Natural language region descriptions
--------------------------------------------------
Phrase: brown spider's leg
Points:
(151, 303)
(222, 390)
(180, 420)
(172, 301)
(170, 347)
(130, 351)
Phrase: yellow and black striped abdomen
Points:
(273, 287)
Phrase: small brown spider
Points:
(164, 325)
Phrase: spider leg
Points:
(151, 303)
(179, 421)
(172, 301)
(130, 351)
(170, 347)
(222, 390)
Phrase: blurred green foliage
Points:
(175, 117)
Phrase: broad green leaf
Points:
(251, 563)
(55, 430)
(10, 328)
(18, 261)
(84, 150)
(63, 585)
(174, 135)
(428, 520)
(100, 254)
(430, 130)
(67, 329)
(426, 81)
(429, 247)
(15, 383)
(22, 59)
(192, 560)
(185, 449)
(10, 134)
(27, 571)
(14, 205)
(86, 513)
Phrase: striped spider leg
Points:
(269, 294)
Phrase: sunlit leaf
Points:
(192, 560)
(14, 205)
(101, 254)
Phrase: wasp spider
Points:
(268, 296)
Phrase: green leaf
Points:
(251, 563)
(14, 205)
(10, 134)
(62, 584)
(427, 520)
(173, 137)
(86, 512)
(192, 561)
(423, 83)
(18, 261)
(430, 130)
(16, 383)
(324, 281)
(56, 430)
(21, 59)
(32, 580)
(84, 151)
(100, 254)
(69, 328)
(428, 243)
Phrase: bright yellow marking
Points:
--------------------------------------------------
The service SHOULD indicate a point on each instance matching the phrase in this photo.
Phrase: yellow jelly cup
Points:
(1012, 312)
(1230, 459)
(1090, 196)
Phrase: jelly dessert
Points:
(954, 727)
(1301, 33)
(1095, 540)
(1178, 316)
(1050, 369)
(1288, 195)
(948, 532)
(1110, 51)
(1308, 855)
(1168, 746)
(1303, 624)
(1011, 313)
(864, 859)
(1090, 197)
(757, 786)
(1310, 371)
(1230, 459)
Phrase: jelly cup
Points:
--------------------------------------------------
--- Work to be completed ---
Across the entries above, tally the lines that contain the string "leaf" and give that figure alone.

--- Answer space ---
3